Required actions:
1 - Translate this sentence from the excerpt on Directive 2004/38 into Spanish: "The answer to this question necessarily follows from the preceding answers."
2 - Decide whether each statement below agrees with the excerpt on Directive 2004/38. Answer yes or no for each and quote the words of the excerpt that decide it.
(a) The relevant criterion for dependency is the time at which the application for entry and residence is made.
(b) Article 3(2)(a) allows national legislation that limits its scope to other family members who lived in the same State as the Union national before that national came to the host Member State.
(c) The author considers that Article 3(2)(a) implies the automatic grant of a right of residence.

Extracted text:
99.      Nor does there appear to be anything to justify a requirement that the situation of dependency must have existed shortly before the Union citizen moved to the host Member State, when the relevant criterion is the time at which the application for entry and residence is made. If the dependency existed at the time of settlement in the host Member State, but has been interrupted since then, the condition laid down by Article 3(2) of Directive 2004/38 will not be satisfied. If, on the other hand, the situation of dependency arises after the Union citizen enters the host Member State, the family member may be regarded as being ‘dependent’. This could be the case, for example, for a Union citizen who, after exercising his right of free movement, is required to care for a nephew whose parents have recently died.

100. According to the principle of interpretation mentioned in point 34 of this Opinion, the rules developed in the case‑law should be applied pursuant to the provisions prior to Directive 2004/38, without it being possible to infer any ground to justify the notion of ‘dependant’ being given a different assessment depending on whether the national of a non-member country concerned belongs to the category of family members mentioned in Article 3(1) of the directive or to the category of other family members mentioned in Article 3(2) of the directive.

101. It follows from the foregoing that Article 3(2)(a) of Directive 2004/38 must be interpreted to the effect that:

–        it precludes national legislation which limits the scope of that provision to other family members who resided in the same State as the Union national before the Union national came to the host Member State, and

–        the notion of ‘dependant’ does not imply that dependency existed shortly before the Union citizen moved to the host Member State.

d)      The fifth question

102. By its fifth question, the referring court is essentially seeking to ascertain whether the Member States may make entry and residence for another family member subject to particular requirements as to the nature or duration of the dependency referred to in Article 3(2)(a) of Directive 2004/38.

103. The answer to this question necessarily follows from the preceding answers.

104. For the purposes of Article 3(2)(a) of Directive 2004/38, the notion of ‘dependant’ must be given a uniform and independent definition, with the result that the facilitation obligation, interpreted to the effect that any person coming within the scope of that provision may obtain a detailed examination of his application and, in the event of a refusal, an adequately reasoned decision cannot be made subject to compliance with particular requirements as to the nature or duration of dependency.

105. By contrast, in so far as I take the view that that provision does not imply the automatic grant of a right of residence, I cannot identify any fundamental obstacle to a Member State laying down particular conditions for obtaining the right of entry and residence in order to ensure the reality, effectiveness and duration of the dependency.

Given records:
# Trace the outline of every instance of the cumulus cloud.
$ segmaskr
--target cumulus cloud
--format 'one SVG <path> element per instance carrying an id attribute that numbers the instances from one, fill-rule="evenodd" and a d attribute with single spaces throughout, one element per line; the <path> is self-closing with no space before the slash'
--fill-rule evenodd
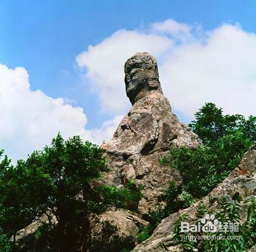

Per-task outputs:
1 - La respuesta a esta cuestión se desprende necesariamente de las respuestas anteriores.

2 -
(a) Yes: "the relevant criterion is the time at which the application for entry and residence is made"
(b) No: "it precludes national legislation which limits the scope of that provision to other family members who resided in the same State as the Union national before the Union national came to the host Member State"
(c) No: "I take the view that that provision does not imply the automatic grant of a right of residence"